(DOCUMENT TEXT):
------------------------------------------------------------

What questions do civilians most commonly ask of you?

26 Responses

  1. I don’t care for scrambled eggs at all, prefer hot tubs to streams, and cross my fingers when I’m on the highway.

    Haven’t seen enough money to know what it is.

    Most civilians ask me when they can buy my book. I should probably hug them for their optimism, but I generally want to strangle them instead.

  2. Are you still working on that? When can I read it? Do you think I could write a book? I do. How hard could it be? Is it about you or did you make it up?

    Till the day I die I’ll be working on a book you will never be able to read that is all about you and I made it all up. So sue me.

  3. Oh, you’re writing a memoir? I’m going to write one, too, as soon as I have the time. How did you get your agent? Will you introduce me? Will you read my book, once I start writing? Can you recommend a good ghostwriter (actually, they rarely know the word, but you get the idea)?

    • What do you say when they ask for an introduction to your agent?

      I finally decided to give -anyone- an introduction to my agent. I hated wasting time trying to gently refuse the request, then realized it’s my agent’s job to wade through crap, anyway; my job is just to produce it.

      • Sometimes I just say, “No, I don’t do that.” If I’m feeling kind I say “He’s not taking any new clients,” which might have actually been true at one point or another. But I’ve had more than a couple of people use my name without telling me, cheeky monkeys. He would always email me to ask, and after the first couple of times, I said, “Dude, if I didn’t email you specifically about someone (which, btw, I’ve done ONCE in four years), they’re total poseurs.” He’s used to it.

      • If they ask if they can use my name in their query, I say sure. My agent knows that if it’s someone whose work I think she’ll like, I’ll write and tell her about the author. Without that, the query doesn’t carry any more weight than if my name weren’t on it. I don’t say she’s not taking on new clients because she might love the project.

      • I am 100% sure that he is not going to be interested in the memoir of the 22-year-old hairdresser who, like, doesn’t read books or anything, but has had such a “sick, crazy life” that everyone who actually does read would be all over that shit. But that’s sweet. You’re a giver.

      • Shanna, I’m not sweet or a giver. I’m old and sour and stingy.

  4. They’ve quit asking.

------------------------------------------------------------

(REQUEST 1):
In the comment thread on civilians' questions, what does the first reply say most civilians ask?

[Pointing and labeling entries]
------------------------------------------------------------

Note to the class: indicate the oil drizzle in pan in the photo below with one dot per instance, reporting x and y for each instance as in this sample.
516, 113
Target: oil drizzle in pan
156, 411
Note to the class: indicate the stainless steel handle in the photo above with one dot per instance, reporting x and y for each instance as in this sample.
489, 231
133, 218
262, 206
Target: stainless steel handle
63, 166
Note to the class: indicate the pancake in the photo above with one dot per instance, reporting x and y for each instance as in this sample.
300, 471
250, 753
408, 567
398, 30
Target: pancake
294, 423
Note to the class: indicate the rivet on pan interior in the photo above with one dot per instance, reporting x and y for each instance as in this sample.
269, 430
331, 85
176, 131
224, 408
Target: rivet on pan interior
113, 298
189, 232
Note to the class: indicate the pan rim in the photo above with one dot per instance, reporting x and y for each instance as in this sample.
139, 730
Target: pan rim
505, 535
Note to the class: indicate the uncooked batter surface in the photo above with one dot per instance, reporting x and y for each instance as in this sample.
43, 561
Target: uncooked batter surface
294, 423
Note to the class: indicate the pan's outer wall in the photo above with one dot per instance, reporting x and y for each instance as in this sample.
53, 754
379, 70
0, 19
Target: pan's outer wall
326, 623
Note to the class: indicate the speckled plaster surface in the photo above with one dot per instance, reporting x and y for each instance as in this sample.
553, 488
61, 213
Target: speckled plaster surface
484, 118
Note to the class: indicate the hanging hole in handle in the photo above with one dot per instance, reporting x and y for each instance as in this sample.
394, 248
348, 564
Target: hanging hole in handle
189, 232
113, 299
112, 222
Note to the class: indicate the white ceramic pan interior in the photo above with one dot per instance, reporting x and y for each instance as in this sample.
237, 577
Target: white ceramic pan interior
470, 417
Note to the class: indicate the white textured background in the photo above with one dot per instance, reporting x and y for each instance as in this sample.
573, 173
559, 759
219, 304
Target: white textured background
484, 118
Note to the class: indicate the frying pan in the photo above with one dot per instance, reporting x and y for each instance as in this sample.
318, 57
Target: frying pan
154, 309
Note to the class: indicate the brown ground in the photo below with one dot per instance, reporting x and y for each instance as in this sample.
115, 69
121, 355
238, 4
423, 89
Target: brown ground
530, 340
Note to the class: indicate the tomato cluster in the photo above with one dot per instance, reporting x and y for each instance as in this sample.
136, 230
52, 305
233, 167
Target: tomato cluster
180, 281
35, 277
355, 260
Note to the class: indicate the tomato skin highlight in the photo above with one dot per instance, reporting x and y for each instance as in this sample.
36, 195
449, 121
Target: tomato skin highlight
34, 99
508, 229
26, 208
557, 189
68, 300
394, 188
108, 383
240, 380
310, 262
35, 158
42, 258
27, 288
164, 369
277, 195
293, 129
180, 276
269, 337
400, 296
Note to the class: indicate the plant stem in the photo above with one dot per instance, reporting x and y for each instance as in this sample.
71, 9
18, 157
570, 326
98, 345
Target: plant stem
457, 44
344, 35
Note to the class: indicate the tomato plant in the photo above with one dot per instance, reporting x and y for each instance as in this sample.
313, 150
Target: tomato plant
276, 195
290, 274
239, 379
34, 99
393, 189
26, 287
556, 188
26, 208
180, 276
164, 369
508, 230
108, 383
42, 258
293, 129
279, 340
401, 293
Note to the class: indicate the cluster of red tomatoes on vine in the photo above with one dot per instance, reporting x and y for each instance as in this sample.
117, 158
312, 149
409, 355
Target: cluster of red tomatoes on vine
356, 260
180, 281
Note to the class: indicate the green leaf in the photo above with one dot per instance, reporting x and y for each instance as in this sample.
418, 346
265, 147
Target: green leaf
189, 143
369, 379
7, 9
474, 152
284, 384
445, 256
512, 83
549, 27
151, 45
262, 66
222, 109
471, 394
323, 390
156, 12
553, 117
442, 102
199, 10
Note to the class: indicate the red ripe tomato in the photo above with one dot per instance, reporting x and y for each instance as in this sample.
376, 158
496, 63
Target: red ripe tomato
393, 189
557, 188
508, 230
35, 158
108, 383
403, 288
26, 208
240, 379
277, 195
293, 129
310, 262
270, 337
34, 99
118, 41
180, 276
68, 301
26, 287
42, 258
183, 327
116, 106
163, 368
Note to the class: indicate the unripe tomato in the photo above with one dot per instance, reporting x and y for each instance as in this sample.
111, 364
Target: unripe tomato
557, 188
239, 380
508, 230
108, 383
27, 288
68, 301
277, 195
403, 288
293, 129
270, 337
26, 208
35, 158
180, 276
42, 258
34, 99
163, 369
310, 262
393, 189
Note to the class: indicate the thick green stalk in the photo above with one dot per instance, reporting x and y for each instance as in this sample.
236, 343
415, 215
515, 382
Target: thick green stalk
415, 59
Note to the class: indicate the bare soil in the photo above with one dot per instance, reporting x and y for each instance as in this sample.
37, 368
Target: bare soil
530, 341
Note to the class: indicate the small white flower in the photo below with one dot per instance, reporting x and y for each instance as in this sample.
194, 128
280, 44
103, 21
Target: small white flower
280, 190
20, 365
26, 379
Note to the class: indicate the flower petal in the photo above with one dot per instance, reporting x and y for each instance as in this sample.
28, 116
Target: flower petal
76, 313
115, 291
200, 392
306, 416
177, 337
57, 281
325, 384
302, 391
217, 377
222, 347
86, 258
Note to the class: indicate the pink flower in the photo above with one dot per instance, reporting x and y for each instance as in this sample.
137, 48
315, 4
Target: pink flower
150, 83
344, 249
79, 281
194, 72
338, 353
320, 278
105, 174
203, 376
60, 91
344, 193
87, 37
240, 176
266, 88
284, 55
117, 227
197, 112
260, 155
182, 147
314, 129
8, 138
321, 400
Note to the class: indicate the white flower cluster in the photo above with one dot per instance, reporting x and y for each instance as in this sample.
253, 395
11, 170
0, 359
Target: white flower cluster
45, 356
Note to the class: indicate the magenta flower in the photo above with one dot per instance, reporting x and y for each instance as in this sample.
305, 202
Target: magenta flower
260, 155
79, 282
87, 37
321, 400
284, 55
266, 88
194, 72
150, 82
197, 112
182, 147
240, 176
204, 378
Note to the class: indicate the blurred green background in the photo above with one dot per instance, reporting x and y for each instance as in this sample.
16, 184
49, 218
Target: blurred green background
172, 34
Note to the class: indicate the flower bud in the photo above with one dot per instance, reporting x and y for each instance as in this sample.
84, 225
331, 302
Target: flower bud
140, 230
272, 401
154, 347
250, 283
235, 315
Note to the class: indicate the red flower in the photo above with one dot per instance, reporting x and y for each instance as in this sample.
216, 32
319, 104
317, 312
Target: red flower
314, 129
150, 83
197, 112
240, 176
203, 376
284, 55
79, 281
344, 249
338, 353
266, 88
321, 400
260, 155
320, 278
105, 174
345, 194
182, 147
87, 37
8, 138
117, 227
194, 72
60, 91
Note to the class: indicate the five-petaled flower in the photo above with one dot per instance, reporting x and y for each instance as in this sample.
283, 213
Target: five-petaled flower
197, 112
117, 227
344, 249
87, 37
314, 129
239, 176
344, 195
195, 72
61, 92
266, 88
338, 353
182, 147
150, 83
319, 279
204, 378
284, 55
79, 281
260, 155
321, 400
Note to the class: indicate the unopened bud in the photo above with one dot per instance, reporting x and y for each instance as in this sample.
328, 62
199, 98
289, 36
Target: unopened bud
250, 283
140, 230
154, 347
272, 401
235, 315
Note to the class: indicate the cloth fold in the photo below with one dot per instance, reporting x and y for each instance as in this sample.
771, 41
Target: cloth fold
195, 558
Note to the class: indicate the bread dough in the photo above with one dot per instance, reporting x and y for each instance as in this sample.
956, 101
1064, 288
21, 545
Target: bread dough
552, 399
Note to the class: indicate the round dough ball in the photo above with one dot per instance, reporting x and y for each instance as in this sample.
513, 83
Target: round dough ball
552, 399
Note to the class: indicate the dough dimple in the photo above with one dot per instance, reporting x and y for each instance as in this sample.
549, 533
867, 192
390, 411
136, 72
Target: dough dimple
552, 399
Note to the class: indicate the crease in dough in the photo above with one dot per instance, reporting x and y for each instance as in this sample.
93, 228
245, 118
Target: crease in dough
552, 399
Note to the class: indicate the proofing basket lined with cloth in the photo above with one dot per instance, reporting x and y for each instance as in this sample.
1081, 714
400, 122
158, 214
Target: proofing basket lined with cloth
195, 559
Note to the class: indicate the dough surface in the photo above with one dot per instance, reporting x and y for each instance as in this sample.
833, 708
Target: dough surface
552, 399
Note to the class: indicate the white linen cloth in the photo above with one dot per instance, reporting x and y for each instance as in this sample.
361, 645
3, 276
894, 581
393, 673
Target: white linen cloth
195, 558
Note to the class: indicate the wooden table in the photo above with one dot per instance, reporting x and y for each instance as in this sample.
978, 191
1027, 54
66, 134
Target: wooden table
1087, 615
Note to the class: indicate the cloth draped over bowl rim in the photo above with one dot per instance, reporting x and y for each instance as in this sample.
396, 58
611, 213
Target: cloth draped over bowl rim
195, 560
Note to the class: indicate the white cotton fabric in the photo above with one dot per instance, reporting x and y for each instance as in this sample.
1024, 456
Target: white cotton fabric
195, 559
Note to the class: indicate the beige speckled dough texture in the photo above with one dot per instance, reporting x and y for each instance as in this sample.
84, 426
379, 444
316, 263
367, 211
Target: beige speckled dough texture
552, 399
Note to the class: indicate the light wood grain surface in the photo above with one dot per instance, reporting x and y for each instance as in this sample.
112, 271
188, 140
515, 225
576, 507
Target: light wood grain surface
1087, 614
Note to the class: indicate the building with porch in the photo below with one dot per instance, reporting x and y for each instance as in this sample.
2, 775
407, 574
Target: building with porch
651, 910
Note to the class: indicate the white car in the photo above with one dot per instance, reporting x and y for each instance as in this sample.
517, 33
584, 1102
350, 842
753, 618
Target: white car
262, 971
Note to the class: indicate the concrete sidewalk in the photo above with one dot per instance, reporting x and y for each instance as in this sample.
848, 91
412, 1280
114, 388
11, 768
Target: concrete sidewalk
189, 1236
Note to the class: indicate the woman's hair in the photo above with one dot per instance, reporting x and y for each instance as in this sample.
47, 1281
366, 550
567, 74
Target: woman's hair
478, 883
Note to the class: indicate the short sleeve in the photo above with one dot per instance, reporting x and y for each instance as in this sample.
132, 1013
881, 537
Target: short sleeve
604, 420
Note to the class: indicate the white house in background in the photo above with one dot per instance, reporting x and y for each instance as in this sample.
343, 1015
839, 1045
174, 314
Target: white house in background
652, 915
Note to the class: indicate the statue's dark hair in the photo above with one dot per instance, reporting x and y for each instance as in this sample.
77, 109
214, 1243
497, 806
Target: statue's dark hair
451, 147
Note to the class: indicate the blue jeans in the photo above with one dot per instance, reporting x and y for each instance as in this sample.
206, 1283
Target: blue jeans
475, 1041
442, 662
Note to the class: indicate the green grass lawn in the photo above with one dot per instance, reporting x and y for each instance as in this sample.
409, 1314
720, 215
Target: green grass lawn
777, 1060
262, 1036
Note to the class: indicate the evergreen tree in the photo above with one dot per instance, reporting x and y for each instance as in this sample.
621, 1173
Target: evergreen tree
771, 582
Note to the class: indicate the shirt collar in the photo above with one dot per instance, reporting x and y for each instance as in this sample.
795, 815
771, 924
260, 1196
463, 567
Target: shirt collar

------------------------------------------------------------

(REQUEST 2):
Copy the rows word for word, the stretch from the line containing "Note to the class: indicate the shirt" through the end of the rows.

(FULL RESPONSE 1):
When they can buy the commenter's book.

(FULL RESPONSE 2):
Note to the class: indicate the shirt collar in the photo above with one dot per instance, reporting x and y for each instance as in this sample.
795, 815
771, 924
260, 1196
463, 567
Target: shirt collar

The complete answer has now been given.